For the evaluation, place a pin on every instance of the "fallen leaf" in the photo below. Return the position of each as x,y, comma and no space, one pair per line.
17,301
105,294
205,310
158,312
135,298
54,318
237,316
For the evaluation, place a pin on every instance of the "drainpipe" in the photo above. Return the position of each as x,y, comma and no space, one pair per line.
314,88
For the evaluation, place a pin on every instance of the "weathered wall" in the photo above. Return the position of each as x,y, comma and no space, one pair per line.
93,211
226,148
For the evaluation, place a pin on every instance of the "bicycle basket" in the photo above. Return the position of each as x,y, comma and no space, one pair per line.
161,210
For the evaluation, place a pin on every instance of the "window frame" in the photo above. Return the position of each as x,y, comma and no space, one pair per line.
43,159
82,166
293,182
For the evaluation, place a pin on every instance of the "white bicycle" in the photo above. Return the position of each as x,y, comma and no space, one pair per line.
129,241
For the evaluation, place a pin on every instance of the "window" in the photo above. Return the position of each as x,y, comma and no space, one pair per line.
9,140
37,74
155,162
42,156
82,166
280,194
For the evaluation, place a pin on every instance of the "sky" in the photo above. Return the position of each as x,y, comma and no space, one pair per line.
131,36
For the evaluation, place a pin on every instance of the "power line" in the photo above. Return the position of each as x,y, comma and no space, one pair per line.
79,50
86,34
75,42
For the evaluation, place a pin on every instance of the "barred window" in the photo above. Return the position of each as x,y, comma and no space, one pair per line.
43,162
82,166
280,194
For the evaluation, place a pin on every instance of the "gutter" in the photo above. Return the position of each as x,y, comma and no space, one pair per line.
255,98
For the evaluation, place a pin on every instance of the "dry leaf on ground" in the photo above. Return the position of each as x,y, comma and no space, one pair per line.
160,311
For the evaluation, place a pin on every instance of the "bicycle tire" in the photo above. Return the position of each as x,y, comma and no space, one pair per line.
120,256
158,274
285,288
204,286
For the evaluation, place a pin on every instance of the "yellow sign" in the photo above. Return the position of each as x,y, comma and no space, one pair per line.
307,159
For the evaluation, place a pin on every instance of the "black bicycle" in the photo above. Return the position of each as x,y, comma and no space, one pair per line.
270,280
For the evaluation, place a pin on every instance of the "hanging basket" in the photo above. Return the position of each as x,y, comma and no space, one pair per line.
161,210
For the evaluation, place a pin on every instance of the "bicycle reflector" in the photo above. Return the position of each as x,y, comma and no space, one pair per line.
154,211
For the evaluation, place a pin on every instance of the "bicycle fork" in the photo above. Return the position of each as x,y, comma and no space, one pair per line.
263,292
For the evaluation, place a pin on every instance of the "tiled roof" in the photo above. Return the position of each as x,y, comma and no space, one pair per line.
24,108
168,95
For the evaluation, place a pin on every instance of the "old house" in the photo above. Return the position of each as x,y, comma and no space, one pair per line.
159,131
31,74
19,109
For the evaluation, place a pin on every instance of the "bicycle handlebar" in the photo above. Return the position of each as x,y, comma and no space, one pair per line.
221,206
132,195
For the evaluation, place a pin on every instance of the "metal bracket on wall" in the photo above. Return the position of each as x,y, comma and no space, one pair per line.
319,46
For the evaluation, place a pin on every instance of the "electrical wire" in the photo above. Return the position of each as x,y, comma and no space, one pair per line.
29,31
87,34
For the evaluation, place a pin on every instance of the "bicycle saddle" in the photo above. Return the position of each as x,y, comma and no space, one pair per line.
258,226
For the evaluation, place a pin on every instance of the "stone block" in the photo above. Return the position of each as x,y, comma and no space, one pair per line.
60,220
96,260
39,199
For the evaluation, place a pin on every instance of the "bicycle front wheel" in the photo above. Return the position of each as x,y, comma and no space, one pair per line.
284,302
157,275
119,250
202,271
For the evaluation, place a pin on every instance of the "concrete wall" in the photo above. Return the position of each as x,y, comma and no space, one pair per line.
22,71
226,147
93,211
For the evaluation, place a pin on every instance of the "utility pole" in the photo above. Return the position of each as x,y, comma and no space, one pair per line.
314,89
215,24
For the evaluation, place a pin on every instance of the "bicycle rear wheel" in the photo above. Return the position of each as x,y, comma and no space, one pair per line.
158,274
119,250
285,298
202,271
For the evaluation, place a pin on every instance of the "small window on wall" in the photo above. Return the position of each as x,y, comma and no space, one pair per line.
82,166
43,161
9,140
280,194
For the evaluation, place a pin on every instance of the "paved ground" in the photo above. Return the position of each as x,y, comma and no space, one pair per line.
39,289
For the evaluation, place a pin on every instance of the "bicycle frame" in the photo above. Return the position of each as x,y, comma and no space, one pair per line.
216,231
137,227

**BRIEF:** Copy out every entry again, exactly as it was given.

**RESULT:**
For the evaluation, place a pin on every instance of the "fallen leaf" in the photo below. Return the position of each as x,y, comma and no space, one pair per line.
17,301
105,294
205,310
158,312
135,298
54,318
237,316
For the evaluation, place a pin on every instance of the "drainpipe" in the photo above. Return the position of each as x,y, comma and no space, one pair per line.
314,88
For the evaluation, place a pin on every instance of the "weathered wall" in the photo above. Return the position of each as x,y, comma and no space, one pair per line.
93,211
226,148
For the evaluation, place a pin on every instance of the "bicycle basket" in the photo above. Return the position of each as x,y, comma and no space, one pair per line.
161,210
For the evaluation, place a pin on every instance of the "window frame" in the photo above. Return the position of each as x,y, comma and no space, one pair per line.
43,159
82,166
293,182
For the evaluation, place a pin on every instance of the "white bicycle" in the photo above. Return the position of each as x,y, comma and no space, one pair per line.
129,241
For the evaluation, place a pin on every instance of the "window" in the photo above. Return the position of each as x,y, comma and no space, one pair per line.
9,140
37,74
155,162
42,156
82,166
280,194
For the evaluation, place a pin on every instance of the "sky" in the photo above. Return the position of each as x,y, comma and no space, one pair per line.
131,36
For the evaluation, place a pin on every instance of the "power line" in the photo above. Return the position of each as x,y, comma and no space, one pair per line.
79,50
86,34
75,42
For the evaluation, place a pin on every instance of the "barred window" in the photo above. Return the position of each as x,y, comma and no space, one pair per line.
43,162
82,166
280,194
For the evaluation, place a pin on every instance of the "gutter" in the photo above. Return the position of each as x,y, comma and no space, one pair per line.
255,98
For the evaluation, place a pin on every instance of the "dry leaf on ground" in the photo above. Return the position of each as x,y, comma and no space, one pair per line.
160,311
For the evaluation, place a pin on every instance of the "bicycle tire" in the photo above. Return the position of each as x,y, comma and no space, one pair per line.
120,256
158,274
285,288
204,286
For the evaluation, place a pin on every instance of the "yellow sign" in the photo above. Return the position of each as x,y, comma and no space, one pair per line.
307,159
For the evaluation, place a pin on every instance of the "black bicycle" in the photo above. Return the position of each as x,y, comma and no space, one pair per line.
270,280
For the evaluation, place a pin on every instance of the "hanging basket" in the photo above. Return the position of each as x,y, comma and no space, one pair per line.
161,210
For the evaluation, place a pin on every instance of the "bicycle reflector" in the photo above. Return the position of each as x,y, comma and no space, one pair per line.
154,211
For the evaluation, place a pin on every instance of the "bicycle fork" in the photo above. Return the position of each as x,y, comma and no space, one pair per line.
263,292
For the evaluation, place a pin on every instance of the "tiled roof" in the photo above. Return the position of each as x,y, comma and no space, one pair per line.
24,108
168,95
For the evaluation, place a pin on every instance of the "old house" in the photo above. Return the position of each as x,y, comma and no space, one pair per line.
159,131
31,74
19,109
For the evaluation, place a pin on every instance of the "bicycle handlebar" in the photo above. Return the position of each as x,y, comma and no space, one pair per line.
221,206
132,195
For the evaluation, place a pin on every instance of the "metal bracket on wall" in the photo above. Return the position of each as x,y, comma and no space, one pair per line.
319,46
For the evaluation, place a pin on every instance of the "electrical wire" in the photo above. Return the position of each as x,y, comma and no space, one pair per line.
29,31
87,34
For the evaluation, place a pin on every instance of the "bicycle saddle" in the photo above. Return the position of each as x,y, comma and no space, one pair per line.
258,226
For the evaluation, place a pin on every instance of the "stone block" in the photo above. Return the position of each as x,y, comma and no space, one pair per line.
60,220
96,260
39,199
For the evaluation, place a pin on every instance of the "bicycle front wheel" in the photo above. Return the position of each as x,y, comma and no space, one pair per line.
284,302
157,275
119,250
202,271
For the evaluation, place a pin on every instance of the "concrete wall" in the photo above. Return the position of each as x,y, comma and no space, one pair per line.
22,71
226,147
93,211
For the evaluation, place a pin on every instance of the "utility pole" in the photo above. Return the position of each as x,y, comma and no space, one pair per line.
314,89
215,24
For the evaluation, place a pin on every instance of the "bicycle rear wheel" in the photo above. Return the position of each as x,y, comma and no space, one pair per line.
158,274
119,250
285,298
202,271
For the evaluation, place a pin on every instance of the "small window on wall" in the photo above. Return the position of each as x,y, comma and no space, one pair per line.
82,166
43,161
9,140
280,194
For the evaluation, place a pin on every instance of the "paved ground" in the photo above. Return the position of each as x,y, comma and no space, one pair per line.
39,289
For the evaluation, place a pin on every instance of the "bicycle frame" in the photo above. Return the position of each as x,y, comma and no space, one pair per line.
216,231
137,227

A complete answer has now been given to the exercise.